-- DATA LISTING start --

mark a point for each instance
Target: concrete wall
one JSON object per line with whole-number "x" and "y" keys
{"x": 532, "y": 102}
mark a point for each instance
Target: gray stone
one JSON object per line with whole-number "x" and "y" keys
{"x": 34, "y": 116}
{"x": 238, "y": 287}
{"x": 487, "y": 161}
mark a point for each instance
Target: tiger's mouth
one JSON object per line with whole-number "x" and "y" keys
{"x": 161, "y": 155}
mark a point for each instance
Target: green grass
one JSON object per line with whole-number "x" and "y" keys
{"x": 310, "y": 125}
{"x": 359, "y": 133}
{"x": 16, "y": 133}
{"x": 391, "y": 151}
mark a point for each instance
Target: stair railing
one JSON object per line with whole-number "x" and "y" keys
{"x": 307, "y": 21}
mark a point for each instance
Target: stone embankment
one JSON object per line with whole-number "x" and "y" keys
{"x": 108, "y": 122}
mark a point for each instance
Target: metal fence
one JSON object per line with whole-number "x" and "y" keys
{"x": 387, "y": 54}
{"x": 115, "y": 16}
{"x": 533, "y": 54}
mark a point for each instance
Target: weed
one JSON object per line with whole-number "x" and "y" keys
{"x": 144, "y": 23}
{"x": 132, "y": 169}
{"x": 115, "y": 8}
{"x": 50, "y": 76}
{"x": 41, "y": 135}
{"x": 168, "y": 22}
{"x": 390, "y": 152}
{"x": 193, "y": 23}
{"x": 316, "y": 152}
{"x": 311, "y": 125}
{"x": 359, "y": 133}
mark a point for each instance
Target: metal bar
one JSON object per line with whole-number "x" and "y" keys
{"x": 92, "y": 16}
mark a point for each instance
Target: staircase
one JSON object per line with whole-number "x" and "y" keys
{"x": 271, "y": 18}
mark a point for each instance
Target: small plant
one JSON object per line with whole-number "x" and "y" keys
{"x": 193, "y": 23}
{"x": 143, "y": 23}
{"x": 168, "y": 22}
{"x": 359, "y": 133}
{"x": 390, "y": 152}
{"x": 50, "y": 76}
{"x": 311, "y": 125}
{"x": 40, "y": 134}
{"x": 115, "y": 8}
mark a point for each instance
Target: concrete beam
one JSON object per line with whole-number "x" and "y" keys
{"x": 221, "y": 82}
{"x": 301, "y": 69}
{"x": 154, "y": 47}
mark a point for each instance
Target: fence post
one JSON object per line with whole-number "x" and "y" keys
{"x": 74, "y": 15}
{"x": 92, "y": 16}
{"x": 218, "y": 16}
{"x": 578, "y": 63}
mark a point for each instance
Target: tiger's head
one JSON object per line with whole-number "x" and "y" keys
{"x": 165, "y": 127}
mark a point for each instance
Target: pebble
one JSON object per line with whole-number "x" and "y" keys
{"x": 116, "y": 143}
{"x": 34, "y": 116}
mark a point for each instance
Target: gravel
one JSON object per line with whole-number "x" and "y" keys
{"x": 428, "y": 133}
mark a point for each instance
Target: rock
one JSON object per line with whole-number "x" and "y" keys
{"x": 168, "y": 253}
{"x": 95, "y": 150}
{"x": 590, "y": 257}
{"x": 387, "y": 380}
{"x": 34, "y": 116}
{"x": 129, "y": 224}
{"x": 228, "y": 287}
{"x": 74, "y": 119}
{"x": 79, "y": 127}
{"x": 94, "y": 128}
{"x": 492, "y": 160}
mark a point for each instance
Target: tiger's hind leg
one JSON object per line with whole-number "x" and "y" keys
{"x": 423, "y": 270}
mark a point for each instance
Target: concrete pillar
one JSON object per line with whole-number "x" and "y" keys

-- DATA LISTING end --

WRITTEN INSTRUCTION => Tally the lines in the entries above that contain the string "metal", counting only matches in the same case, and reply with the number alone.

THE REPLY => 2